:: Short task ::
Please locate every line in the material below that contains the word "person", and copy each of those lines. Matching is case-sensitive.

[Excerpt from the dataset]
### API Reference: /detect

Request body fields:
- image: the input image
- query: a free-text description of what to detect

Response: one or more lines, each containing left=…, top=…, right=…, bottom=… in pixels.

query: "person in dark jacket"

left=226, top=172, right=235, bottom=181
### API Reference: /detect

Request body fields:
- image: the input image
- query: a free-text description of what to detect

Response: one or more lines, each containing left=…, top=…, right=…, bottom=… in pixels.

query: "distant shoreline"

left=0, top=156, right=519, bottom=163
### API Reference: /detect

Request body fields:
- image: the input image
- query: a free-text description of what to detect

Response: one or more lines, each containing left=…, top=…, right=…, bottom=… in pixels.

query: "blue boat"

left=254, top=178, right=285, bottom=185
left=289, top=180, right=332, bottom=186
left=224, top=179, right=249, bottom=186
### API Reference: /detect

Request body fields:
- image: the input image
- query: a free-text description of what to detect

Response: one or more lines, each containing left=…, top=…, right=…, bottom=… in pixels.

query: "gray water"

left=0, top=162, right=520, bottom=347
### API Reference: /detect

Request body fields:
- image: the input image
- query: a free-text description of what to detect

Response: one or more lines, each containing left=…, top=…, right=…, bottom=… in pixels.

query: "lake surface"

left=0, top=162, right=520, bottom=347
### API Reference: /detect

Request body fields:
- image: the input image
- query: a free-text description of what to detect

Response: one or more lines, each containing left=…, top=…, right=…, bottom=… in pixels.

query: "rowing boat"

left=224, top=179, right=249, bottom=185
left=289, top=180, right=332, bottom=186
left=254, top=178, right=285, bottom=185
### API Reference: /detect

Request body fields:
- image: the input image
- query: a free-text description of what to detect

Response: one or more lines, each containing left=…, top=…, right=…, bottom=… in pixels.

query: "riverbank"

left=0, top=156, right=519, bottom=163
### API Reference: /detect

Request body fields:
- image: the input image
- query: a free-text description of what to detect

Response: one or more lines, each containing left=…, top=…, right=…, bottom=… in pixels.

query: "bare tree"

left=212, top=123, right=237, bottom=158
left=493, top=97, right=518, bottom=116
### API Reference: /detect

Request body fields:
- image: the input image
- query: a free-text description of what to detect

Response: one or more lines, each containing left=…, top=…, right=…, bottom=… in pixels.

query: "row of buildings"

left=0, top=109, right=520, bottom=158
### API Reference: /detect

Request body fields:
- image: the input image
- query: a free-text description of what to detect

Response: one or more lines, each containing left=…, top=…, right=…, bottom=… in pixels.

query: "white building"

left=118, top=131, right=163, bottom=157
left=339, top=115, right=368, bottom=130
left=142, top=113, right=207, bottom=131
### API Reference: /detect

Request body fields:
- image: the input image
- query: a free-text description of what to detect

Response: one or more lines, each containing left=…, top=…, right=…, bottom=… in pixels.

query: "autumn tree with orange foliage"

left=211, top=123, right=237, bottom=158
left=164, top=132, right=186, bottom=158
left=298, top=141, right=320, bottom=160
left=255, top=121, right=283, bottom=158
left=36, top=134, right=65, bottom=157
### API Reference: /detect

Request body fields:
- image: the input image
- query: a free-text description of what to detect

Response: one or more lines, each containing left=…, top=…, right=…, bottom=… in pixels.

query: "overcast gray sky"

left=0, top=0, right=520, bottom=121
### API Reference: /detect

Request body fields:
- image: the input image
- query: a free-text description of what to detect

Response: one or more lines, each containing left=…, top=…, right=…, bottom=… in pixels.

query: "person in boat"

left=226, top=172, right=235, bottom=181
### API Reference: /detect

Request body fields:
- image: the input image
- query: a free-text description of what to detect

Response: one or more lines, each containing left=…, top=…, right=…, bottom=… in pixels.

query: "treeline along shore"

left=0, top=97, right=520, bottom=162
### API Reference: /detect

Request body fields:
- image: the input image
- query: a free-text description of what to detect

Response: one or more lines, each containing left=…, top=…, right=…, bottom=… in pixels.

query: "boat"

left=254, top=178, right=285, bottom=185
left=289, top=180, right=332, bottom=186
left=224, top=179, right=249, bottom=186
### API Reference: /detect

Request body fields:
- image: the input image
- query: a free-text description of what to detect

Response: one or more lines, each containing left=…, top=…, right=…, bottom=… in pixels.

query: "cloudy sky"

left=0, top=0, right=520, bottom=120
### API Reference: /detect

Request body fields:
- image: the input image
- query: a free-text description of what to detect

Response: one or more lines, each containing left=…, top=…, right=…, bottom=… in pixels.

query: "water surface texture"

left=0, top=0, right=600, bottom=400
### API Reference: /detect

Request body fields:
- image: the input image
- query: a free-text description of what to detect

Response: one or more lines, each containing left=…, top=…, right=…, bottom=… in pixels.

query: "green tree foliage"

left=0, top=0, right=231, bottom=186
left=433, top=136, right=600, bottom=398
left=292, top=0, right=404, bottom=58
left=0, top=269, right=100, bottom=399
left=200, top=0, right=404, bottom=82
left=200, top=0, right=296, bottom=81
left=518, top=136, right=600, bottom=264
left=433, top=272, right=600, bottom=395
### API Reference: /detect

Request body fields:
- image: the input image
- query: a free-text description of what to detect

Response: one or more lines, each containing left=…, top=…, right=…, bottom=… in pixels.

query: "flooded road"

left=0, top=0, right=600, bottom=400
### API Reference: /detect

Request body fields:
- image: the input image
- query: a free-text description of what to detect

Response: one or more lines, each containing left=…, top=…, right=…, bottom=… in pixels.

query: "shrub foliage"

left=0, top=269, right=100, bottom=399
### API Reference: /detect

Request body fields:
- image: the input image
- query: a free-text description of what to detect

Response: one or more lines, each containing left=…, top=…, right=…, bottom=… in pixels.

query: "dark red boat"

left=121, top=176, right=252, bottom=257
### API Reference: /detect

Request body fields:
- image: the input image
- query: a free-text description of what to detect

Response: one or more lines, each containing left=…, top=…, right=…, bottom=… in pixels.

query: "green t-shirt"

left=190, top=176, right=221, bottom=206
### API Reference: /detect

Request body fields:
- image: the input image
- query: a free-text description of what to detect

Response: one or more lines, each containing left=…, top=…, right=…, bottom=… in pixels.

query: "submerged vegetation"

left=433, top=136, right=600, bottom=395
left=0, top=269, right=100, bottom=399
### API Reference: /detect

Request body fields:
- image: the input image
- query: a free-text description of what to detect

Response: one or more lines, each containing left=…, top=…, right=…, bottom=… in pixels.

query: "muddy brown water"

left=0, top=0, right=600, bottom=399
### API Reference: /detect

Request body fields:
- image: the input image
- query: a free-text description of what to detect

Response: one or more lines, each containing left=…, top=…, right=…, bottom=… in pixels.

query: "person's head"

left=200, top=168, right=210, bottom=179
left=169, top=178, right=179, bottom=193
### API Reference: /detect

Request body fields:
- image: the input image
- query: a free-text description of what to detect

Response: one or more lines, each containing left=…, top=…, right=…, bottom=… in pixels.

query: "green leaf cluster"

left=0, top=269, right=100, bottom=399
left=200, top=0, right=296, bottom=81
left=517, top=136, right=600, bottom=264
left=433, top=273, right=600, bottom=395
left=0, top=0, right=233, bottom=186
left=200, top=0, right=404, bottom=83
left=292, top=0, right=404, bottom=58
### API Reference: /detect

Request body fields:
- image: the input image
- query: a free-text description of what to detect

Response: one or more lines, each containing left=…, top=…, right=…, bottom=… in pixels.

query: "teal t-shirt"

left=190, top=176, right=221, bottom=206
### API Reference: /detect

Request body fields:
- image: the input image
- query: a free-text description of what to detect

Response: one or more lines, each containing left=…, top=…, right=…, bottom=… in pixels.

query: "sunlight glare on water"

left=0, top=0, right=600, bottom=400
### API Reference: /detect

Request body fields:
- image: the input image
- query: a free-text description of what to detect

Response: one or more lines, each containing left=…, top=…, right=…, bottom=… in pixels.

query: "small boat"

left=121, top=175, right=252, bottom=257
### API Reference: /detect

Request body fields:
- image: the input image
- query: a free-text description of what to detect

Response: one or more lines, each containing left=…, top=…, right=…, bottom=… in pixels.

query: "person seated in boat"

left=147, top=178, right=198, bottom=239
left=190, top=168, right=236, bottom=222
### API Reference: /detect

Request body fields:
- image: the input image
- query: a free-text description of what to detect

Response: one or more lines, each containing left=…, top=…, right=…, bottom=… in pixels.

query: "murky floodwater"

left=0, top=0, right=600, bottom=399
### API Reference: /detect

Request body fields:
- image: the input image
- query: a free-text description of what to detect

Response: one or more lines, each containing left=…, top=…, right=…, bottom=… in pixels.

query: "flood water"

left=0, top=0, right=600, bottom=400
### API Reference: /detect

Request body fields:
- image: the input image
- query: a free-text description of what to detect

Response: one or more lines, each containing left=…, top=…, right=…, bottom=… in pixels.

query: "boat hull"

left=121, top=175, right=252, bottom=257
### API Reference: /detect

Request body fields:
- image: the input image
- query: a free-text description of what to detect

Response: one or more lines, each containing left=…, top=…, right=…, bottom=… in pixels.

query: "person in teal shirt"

:: Answer ::
query: "person in dark jacket"
query: "person in boat"
query: "person's head"
query: "person seated in boat"
query: "person in teal shirt"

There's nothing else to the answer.